Copy the items word for word, from the line containing "Please identify the decorative" through the end of the items.

════

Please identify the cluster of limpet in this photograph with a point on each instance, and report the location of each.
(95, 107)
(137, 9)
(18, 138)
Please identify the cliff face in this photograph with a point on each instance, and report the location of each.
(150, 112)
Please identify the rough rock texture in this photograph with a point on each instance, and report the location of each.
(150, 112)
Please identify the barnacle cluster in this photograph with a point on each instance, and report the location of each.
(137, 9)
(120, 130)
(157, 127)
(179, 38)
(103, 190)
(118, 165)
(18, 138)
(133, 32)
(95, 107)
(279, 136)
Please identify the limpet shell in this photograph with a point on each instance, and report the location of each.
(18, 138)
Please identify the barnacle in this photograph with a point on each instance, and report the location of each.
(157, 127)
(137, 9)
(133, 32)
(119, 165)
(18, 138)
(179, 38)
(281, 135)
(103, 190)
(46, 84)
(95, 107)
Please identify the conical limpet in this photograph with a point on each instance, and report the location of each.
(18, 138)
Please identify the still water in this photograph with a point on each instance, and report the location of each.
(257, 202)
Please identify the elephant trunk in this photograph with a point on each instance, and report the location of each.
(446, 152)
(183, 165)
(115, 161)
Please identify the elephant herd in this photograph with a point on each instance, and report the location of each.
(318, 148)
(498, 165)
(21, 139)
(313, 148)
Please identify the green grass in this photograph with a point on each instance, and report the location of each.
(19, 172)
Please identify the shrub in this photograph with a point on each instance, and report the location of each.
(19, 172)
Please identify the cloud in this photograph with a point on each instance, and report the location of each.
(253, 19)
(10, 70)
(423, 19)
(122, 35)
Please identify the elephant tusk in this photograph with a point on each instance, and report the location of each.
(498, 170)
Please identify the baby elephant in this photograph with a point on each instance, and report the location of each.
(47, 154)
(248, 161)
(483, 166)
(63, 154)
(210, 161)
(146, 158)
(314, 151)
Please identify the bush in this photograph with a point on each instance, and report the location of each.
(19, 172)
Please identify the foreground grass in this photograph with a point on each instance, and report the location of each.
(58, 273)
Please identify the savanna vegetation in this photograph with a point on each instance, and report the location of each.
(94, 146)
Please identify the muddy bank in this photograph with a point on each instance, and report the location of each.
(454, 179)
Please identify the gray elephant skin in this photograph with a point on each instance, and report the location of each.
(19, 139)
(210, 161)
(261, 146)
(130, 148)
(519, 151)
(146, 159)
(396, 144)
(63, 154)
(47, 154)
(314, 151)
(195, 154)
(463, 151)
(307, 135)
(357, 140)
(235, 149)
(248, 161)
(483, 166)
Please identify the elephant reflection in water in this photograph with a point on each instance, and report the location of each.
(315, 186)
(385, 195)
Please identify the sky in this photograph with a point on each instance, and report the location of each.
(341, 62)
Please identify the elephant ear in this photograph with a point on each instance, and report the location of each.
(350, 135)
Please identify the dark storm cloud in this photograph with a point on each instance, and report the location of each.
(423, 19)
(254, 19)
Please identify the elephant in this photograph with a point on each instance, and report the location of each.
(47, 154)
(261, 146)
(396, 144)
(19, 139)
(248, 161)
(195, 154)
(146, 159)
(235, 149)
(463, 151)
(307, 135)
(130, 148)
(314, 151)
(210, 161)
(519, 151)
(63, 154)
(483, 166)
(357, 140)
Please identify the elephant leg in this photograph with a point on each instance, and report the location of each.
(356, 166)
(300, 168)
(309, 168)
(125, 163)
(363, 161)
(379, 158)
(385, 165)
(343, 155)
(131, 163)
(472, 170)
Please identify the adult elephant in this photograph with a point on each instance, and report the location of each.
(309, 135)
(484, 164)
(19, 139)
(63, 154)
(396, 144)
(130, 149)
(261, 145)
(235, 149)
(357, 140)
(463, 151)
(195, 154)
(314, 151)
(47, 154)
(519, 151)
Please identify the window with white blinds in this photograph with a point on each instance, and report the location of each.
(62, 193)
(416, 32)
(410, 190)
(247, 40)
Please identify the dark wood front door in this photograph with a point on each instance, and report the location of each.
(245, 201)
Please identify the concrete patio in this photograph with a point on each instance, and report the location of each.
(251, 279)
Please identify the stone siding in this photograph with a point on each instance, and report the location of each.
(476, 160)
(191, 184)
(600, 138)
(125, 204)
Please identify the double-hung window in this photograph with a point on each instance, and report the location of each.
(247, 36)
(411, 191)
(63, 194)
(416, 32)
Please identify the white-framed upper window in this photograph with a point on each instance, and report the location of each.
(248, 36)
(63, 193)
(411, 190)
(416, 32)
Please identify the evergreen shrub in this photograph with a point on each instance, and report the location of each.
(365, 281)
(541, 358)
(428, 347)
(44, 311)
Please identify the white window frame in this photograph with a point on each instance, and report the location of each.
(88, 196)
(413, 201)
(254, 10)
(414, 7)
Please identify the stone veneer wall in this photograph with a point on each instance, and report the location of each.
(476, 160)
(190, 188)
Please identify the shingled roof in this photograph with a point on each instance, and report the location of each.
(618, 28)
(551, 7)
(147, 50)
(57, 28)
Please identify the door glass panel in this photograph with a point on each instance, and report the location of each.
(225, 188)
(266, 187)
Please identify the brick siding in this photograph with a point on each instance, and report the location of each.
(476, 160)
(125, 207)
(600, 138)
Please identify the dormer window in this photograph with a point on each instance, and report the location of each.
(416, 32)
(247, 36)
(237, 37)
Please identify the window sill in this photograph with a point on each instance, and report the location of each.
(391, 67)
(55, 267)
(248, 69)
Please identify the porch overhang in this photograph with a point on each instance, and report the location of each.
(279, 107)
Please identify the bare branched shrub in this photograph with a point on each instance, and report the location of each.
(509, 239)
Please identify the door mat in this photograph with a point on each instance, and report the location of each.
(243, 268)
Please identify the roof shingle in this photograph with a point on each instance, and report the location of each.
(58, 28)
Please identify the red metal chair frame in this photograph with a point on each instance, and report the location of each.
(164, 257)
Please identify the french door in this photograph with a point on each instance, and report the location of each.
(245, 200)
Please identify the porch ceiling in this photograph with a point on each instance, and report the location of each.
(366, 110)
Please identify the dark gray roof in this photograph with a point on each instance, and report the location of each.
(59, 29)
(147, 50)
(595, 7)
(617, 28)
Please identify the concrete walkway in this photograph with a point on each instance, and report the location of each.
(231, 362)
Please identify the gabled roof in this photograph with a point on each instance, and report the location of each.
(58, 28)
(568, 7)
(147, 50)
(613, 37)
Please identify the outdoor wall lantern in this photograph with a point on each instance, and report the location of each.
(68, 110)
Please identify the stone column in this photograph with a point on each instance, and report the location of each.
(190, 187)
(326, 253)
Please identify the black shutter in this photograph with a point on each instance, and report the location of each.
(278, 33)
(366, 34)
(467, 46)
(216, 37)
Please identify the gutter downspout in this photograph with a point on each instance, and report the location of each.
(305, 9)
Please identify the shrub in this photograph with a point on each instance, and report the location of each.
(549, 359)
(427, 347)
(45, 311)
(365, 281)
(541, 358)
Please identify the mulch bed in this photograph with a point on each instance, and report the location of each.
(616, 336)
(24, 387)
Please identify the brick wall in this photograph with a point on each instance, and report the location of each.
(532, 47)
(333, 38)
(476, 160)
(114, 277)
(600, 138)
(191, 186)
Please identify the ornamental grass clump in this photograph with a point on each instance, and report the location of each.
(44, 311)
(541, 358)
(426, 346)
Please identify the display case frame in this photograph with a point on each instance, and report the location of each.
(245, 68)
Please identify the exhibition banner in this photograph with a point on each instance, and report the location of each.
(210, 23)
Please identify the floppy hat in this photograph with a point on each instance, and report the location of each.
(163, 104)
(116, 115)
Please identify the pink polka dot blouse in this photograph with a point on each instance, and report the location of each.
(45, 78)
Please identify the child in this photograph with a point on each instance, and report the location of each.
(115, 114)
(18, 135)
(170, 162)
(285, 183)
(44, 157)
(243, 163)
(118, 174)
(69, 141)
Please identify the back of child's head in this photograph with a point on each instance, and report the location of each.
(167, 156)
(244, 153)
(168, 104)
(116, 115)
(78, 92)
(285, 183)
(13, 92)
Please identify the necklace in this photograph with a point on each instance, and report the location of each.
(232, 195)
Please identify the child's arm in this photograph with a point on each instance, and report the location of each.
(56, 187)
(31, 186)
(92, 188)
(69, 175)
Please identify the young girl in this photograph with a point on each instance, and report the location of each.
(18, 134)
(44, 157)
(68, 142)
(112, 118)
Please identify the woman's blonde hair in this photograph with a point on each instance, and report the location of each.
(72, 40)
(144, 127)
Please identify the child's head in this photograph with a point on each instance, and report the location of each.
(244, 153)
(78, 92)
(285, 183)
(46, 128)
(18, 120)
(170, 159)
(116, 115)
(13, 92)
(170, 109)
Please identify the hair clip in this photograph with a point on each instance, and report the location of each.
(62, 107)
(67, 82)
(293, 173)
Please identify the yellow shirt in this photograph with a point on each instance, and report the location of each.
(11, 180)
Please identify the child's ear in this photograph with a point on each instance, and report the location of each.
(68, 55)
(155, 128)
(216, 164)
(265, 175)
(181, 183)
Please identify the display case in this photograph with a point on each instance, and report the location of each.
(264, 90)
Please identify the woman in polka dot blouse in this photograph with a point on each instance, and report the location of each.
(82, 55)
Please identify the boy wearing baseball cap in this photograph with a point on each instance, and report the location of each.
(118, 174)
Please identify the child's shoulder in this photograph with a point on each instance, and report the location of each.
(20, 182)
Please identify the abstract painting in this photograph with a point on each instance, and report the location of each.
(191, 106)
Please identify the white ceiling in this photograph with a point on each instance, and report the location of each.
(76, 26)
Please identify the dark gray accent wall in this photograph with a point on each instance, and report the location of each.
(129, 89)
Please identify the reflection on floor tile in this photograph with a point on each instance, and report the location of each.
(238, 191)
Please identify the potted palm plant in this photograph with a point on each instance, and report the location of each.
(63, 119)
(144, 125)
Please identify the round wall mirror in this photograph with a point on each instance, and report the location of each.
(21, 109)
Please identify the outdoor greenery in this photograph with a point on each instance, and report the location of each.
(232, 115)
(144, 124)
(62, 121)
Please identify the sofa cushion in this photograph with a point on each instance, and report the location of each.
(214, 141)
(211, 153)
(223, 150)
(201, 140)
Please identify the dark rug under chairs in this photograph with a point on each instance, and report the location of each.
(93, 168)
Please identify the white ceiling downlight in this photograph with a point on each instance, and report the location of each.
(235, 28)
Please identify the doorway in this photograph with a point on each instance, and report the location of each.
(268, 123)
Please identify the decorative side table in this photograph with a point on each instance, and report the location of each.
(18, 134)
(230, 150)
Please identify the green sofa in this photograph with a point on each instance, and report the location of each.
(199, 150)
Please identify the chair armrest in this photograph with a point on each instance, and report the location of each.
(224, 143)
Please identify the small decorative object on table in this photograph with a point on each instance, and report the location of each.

════

» **Correct response**:
Please identify the decorative side table in this photograph with a point on each instance, and report the location of each.
(18, 134)
(230, 150)
Please identify the green sofa in this photograph with a point on each instance, and report the location of each.
(199, 150)
Please identify the chair armrest in this photograph with a point on each instance, and report the location of each.
(224, 143)
Please identify the small decorative object on table in this photograph with a point on each instance, and report the location of each.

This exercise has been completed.